- _STATED EXERCISE_:
Convert all of the material below into a two-column CSV with the header row instruction,points. Give one row per item: its request text under instruction and its answer under points, each in a single quoted field with line breaks replaced by spaces.

# # # #

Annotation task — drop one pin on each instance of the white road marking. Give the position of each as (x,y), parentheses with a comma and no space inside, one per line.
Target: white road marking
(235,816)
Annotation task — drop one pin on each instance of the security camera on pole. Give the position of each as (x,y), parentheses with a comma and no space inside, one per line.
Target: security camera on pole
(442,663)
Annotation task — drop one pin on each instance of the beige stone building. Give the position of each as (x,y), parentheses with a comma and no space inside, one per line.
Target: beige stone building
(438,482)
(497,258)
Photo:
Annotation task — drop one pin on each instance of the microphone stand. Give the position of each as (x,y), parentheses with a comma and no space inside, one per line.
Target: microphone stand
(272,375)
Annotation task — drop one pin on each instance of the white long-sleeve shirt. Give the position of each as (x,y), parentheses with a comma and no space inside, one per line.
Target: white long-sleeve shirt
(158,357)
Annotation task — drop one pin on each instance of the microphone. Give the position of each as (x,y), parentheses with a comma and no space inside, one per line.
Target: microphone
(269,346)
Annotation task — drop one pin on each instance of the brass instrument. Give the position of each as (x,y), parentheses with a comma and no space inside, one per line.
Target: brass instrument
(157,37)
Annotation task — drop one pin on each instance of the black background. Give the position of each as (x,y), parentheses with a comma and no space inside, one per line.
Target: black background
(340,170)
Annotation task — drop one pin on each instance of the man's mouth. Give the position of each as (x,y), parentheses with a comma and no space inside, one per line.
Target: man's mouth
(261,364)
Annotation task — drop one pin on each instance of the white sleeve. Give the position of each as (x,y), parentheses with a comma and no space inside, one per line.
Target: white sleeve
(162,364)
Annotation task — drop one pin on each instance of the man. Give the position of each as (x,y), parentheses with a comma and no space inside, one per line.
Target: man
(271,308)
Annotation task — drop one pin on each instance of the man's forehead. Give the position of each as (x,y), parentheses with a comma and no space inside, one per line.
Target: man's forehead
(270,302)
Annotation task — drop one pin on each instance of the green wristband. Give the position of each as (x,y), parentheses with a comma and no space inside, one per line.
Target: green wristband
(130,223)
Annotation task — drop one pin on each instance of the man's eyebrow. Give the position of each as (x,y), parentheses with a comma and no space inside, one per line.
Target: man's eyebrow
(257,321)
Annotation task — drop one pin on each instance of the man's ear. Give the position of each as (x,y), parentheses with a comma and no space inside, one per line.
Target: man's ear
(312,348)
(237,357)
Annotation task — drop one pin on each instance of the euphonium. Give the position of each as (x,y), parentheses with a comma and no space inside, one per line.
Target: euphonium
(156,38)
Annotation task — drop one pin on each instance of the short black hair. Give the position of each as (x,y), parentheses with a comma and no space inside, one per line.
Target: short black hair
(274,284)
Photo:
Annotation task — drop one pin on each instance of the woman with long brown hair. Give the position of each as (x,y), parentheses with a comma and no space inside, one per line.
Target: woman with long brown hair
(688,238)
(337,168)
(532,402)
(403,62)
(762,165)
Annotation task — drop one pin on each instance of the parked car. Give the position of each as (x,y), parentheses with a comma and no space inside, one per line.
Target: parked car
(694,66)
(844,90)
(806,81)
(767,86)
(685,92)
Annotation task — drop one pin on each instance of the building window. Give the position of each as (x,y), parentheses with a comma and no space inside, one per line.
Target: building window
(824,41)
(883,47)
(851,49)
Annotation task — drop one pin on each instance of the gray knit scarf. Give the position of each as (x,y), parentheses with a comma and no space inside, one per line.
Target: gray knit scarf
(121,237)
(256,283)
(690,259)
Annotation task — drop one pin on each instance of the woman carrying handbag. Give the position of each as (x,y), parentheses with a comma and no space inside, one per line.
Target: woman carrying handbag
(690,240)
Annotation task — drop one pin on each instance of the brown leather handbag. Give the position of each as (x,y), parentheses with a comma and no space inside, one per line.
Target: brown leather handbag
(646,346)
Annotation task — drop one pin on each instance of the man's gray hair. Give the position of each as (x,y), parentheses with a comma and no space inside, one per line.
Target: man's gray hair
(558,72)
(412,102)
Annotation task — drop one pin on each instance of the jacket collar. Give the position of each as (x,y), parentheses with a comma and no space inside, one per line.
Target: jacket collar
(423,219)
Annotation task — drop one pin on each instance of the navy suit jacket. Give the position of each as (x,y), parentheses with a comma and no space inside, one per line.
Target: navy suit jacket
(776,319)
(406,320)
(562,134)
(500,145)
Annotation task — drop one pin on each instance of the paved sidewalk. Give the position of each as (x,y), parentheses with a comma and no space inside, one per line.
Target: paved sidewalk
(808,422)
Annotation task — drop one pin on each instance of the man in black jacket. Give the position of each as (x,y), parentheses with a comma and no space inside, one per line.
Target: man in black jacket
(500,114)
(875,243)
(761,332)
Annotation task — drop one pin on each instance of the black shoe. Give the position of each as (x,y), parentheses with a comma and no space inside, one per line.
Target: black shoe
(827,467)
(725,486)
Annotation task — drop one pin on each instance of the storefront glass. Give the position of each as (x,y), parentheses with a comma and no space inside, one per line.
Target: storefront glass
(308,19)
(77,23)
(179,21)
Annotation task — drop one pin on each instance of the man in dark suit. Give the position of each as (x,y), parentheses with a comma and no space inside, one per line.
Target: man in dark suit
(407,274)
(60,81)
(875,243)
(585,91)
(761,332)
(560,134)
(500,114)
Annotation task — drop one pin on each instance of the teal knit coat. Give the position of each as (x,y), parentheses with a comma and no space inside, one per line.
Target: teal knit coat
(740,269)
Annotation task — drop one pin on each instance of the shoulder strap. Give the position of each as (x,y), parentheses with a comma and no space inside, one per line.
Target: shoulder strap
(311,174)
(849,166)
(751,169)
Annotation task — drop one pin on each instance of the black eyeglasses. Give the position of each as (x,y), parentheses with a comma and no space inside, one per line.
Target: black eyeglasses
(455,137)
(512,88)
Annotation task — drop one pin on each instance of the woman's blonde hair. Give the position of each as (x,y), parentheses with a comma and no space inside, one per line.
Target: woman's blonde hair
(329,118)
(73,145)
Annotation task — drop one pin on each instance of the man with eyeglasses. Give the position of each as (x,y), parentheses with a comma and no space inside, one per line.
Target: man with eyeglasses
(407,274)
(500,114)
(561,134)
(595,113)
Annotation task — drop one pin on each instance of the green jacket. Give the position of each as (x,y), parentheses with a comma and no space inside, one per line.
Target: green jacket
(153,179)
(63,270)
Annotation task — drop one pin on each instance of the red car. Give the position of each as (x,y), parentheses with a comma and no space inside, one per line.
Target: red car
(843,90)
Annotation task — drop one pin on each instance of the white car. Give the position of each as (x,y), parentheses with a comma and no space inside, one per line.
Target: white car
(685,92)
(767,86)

# # # #

- _SOLUTION TO THE PROBLEM_:
instruction,points
"Annotation task — drop one pin on each instance of the white road marking. Give the position of each as (x,y), parentheses with a comma and no space inside, one per line. Target: white road marking","(235,816)"
"Annotation task — drop one pin on each instance of the security camera on pole. Give the position of each as (x,y), parentheses with a comma and no space inside, one per line. Target: security camera on pole","(442,663)"
"Annotation task — drop one pin on each instance of the beige stone building. Give the position of each as (x,y), parentheses with a comma and no space inside, one per line. Target: beige stone building","(438,482) (497,258)"
"Photo: Annotation task — drop one pin on each instance of the microphone stand. Give the position of each as (x,y), parentheses with a comma and no space inside, one per line. Target: microphone stand","(272,375)"
"Annotation task — drop one pin on each instance of the white long-sleeve shirt. Give the position of each as (x,y), parentheses with a comma and no space inside, one per line. Target: white long-sleeve shirt","(158,357)"
"Annotation task — drop one pin on each instance of the microphone. Give the position of each as (x,y), parentheses with a comma and no space inside, one per line. Target: microphone","(269,346)"
"Annotation task — drop one pin on each instance of the brass instrument. Give the position of each as (x,y), parentheses with a comma and no space inside, one per line. Target: brass instrument","(157,37)"
"Annotation task — drop one pin on each instance of the black background. Give the position of each as (x,y), parentheses with a comma and no space inside, one per line. Target: black background","(340,170)"
"Annotation task — drop one pin on each instance of the man's mouth. Give the position of each as (x,y), parentheses with a comma and no space inside, one per line. Target: man's mouth","(261,364)"
"Annotation task — drop one pin on each instance of the white sleeve. Give the position of each as (x,y), parentheses with a comma and no space inside, one per line. Target: white sleeve","(162,364)"
"Annotation task — drop one pin on each instance of the man. Give the position of each as (x,y), parentheses with a comma and no space inside, one per line. Target: man","(271,308)"
"Annotation task — drop one pin on each instance of the man's forehead. Give the position of each as (x,y), parentheses with a comma and no space inside, one per line. Target: man's forehead","(270,302)"
"Annotation task — drop one pin on each instance of the green wristband. Give the position of each as (x,y), parentheses with a comma and no space inside, one per line. Target: green wristband","(130,223)"
"Annotation task — drop one pin on each instance of the man's eyebrow. Give the position of each as (x,y), parentheses with a comma and no space inside, one per line. Target: man's eyebrow","(257,321)"
"Annotation task — drop one pin on each instance of the man's ear. Give the position of each as (x,y), parentheses with a comma and no space inside, one per line. Target: man's ear","(312,348) (237,357)"
"Annotation task — drop one pin on each instance of the euphonium. Give the position of each as (x,y), parentheses with a comma and no space inside, one per line. Target: euphonium","(156,38)"
"Annotation task — drop one pin on each instance of the short black hair. Give the position of each as (x,y), parentheses with a comma and no space inside, one per line. Target: short black hair","(274,284)"
"Photo: Annotation task — drop one pin on each instance of the woman with long brown hair. Give the position of each as (x,y), parentheses with a comma and no space inside, one per line. Target: woman with long brown hair","(688,238) (337,168) (532,402) (403,62) (762,165)"
"Annotation task — drop one pin on each instance of the parked car. Give the position of each as (x,y), parentheses with a comma and no space inside, one per line. Target: parked car","(694,66) (844,90) (806,81) (767,86) (685,92)"
"Annotation task — drop one pin on each instance of the building window. Give the position of each as (x,y), parentheses with a comma and no space inside, one per line. Target: building window","(824,41) (883,47) (851,49)"
"Annotation task — drop one pin on each instance of the gray knit scarf. Give the position of each as (x,y), parentheses with a comma and no space inside, one per line. Target: gray knit scarf","(121,237) (256,283) (690,259)"
"Annotation task — drop one pin on each instance of the woman carrying handbag. Give the position of each as (x,y), parentheses with a comma and no space inside, one per line. Target: woman carrying handbag","(690,240)"
"Annotation task — drop one pin on each instance of the brown leather handbag. Give the position of each as (x,y), parentheses with a comma and no space inside, one per line. Target: brown leather handbag","(646,346)"
"Annotation task — drop one pin on each instance of the man's gray hair. Give the position of each as (x,y), parentheses with a comma and no space inside, one per line. Target: man's gray hair","(558,72) (412,102)"
"Annotation task — drop one pin on each instance of the jacket collar. Give the position of each as (x,y), parentheses with a comma and no space inside, one per line. Target: jacket collar","(423,219)"
"Annotation task — drop one pin on each instance of the navy suit jacket. Give the position of each as (x,y), parentheses with a comma and no space inside, one per line. Target: navy suit jacket","(776,319) (406,320) (562,134) (500,145)"
"Annotation task — drop one pin on each instance of the paved sidewalk. Give the position of each as (x,y), parentheses with a comma and no space inside, one per line. Target: paved sidewalk","(808,422)"
"Annotation task — drop one pin on each instance of the man in black jacket. Give the position of each as (x,y), parentheses with a comma and no space inside, one per line. Target: man in black jacket","(500,114) (875,243) (761,332)"
"Annotation task — drop one pin on each instance of the black shoe. Give the position of each as (x,y), parentheses with a comma and no space inside, one per line. Target: black shoe","(827,467) (725,486)"
"Annotation task — drop one pin on each instance of the storefront glass. Give the position of each as (x,y), parentheses with a comma and no space inside, one per line. Target: storefront glass","(308,19) (77,23) (179,21)"
"Annotation task — drop one pin on each instance of the man in dark suit. Give the position of each as (x,y), parentheses with a comma and no space inside, one per line. Target: man in dark suit","(407,274) (60,81) (875,243) (585,91) (761,332) (560,134) (500,114)"
"Annotation task — drop one pin on each instance of the teal knit coat. Give the position of each as (x,y), parentheses with a comma and no space inside, one per line. Target: teal knit coat","(740,269)"
"Annotation task — drop one pin on each instance of the shoulder strap. Give the position of each as (x,y), parentheses with a comma and no space inside, one per line. Target: shoulder strap","(311,174) (849,166) (751,169)"
"Annotation task — drop one pin on each instance of the black eyeglasses. Give the position of each as (x,y), parentheses with a comma and no space inside, one per line. Target: black eyeglasses","(455,137) (512,88)"
"Annotation task — drop one pin on each instance of the woman's blonde hair. Give the position of each as (x,y), parentheses with a comma and no space inside, one per line. Target: woman's blonde hair","(329,118) (73,145)"
"Annotation task — drop one pin on each instance of the man with eyeglasses. Give the position of each as (x,y), parentheses with a comma and no space inside, one per line. Target: man with eyeglasses","(407,274) (500,114) (561,134) (595,113)"
"Annotation task — drop one pin on each instance of the green jacket. Give the position of each as (x,y), parentheses with a comma and no space inside, one per line. Target: green jacket","(153,179) (63,270)"
"Annotation task — drop one pin on each instance of the red car. Give the position of each as (x,y), parentheses with a comma and no space inside, one per line. Target: red car","(843,90)"
"Annotation task — drop one pin on each instance of the white car. Give the position of each as (x,y), parentheses with a comma and no space inside, one per line. Target: white car","(685,92) (767,86)"